### [Information supplied]
──────────

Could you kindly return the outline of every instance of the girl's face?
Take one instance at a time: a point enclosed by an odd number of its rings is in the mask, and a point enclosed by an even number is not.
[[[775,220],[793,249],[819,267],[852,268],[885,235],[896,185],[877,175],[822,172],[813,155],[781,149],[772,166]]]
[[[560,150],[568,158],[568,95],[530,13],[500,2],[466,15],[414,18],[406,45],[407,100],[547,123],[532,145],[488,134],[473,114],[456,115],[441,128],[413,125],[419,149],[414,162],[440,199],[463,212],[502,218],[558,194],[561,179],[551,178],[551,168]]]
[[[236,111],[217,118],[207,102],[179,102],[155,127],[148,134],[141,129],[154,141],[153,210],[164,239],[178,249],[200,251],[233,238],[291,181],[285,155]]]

──────────

### [Exercise]
Could you turn all of the data above into a numbered list with the blank lines left out?

### [Task output]
1. Could you kindly return the outline of every instance of the girl's face?
2. Take one instance at a time: a point enclosed by an odd number of its rings is in the mask, and a point enclosed by an even number is not.
3. [[[775,220],[793,249],[819,267],[852,268],[885,235],[896,185],[877,175],[822,172],[813,155],[781,149],[772,166]]]
4. [[[560,150],[568,158],[568,95],[530,13],[500,2],[466,15],[414,18],[406,45],[407,100],[547,123],[532,145],[488,134],[473,114],[456,115],[441,128],[413,125],[419,149],[414,162],[440,199],[463,212],[502,218],[558,194],[561,179],[551,178],[551,168]]]
5. [[[236,111],[217,118],[207,102],[179,102],[155,127],[148,134],[141,129],[154,141],[153,210],[164,239],[178,249],[200,251],[233,238],[291,181],[285,155]]]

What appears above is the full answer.